Sydney Üniversitesinde barış gazeteciliği üzerine çalışan, Barış ve Çatışma Çalışmaları Merkezi Direktörü Dr. Jake Lynch ile akademisyenler ve gazeteciler bir araya geldi, dünyadan barış gazeteciliği örnekleri, barış gazeteciliğinin nasıl yapıldığı ve çatışma bölgelerindeki zorluklar ve Türkiye’de barış gazeteciliğinin ve gazetecilerin karşılaştıkları sorunlar konuşuldu.
Boğaziçi Üniversitesi Barış Eğitimi, Uygulama ve Araştırma Merkezi ve Galatasaray Üniversitesi işbirliği ile düzenlenen toplantı, Boğaziçi Üniversitesi Eğitim Fakültesi toplantı salonunda gerçekleşti.

Kayıtlı veriler
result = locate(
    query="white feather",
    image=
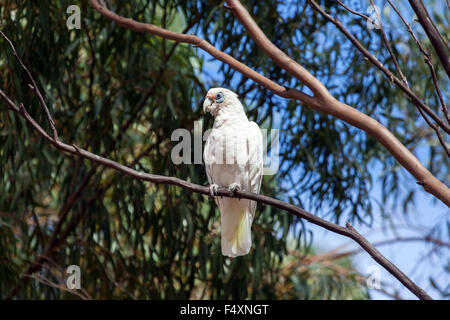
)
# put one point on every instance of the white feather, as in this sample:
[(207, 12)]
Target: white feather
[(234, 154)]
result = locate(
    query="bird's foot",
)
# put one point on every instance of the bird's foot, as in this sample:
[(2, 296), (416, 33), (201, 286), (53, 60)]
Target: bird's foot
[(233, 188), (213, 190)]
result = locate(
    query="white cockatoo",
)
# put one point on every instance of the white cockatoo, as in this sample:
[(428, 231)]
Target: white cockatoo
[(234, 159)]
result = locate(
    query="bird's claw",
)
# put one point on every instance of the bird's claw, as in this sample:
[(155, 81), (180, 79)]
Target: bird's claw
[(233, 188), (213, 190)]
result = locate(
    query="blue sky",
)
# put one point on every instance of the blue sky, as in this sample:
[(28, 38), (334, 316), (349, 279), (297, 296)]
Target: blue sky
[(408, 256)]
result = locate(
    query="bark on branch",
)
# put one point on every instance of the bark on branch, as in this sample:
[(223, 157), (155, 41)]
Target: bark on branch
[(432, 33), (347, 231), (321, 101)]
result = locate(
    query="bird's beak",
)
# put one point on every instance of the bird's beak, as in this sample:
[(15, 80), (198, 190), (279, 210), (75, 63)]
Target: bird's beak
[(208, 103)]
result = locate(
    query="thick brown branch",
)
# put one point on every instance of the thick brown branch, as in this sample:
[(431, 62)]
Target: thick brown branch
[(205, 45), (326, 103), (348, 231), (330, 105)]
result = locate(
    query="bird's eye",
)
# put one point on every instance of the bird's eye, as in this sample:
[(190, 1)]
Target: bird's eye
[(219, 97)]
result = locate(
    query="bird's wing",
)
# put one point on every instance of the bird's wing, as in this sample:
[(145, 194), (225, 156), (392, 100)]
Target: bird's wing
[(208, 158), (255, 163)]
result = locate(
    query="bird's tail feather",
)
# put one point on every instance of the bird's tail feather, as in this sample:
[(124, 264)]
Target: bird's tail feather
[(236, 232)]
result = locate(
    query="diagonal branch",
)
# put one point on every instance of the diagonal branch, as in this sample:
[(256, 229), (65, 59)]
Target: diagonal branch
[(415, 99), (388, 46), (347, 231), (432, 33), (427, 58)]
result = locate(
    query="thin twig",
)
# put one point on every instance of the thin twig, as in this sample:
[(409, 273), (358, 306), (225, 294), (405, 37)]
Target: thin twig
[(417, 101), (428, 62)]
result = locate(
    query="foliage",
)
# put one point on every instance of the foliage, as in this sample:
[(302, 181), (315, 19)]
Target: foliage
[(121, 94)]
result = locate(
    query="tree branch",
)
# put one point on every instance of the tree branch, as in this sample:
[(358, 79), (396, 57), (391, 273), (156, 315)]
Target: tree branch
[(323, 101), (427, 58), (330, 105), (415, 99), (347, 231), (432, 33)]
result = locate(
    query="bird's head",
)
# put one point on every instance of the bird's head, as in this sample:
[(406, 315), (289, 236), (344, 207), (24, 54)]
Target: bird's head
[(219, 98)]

* * *

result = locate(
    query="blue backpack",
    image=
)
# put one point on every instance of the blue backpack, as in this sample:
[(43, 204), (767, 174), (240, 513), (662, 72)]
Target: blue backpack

* [Görevin amacı] Barış gazeteciliği toplantısını anlatan metinde "Sydney Üniversitesinde barış" ile başlayıp "karşılaştıkları sorunlar konuşuldu." ifadesine kadar süren bölümü, "akademisyenler" sözcüğünü "araştırmacılar" olarak değiştirip yeniden yazın.

* [Alıştırma sonucu]
Sydney Üniversitesinde barış gazeteciliği üzerine çalışan, Barış ve Çatışma Çalışmaları Merkezi Direktörü Dr. Jake Lynch ile araştırmacılar ve gazeteciler bir araya geldi, dünyadan barış gazeteciliği örnekleri, barış gazeteciliğinin nasıl yapıldığı ve çatışma bölgelerindeki zorluklar ve Türkiye’de barış gazeteciliğinin ve gazetecilerin karşılaştıkları sorunlar konuşuldu.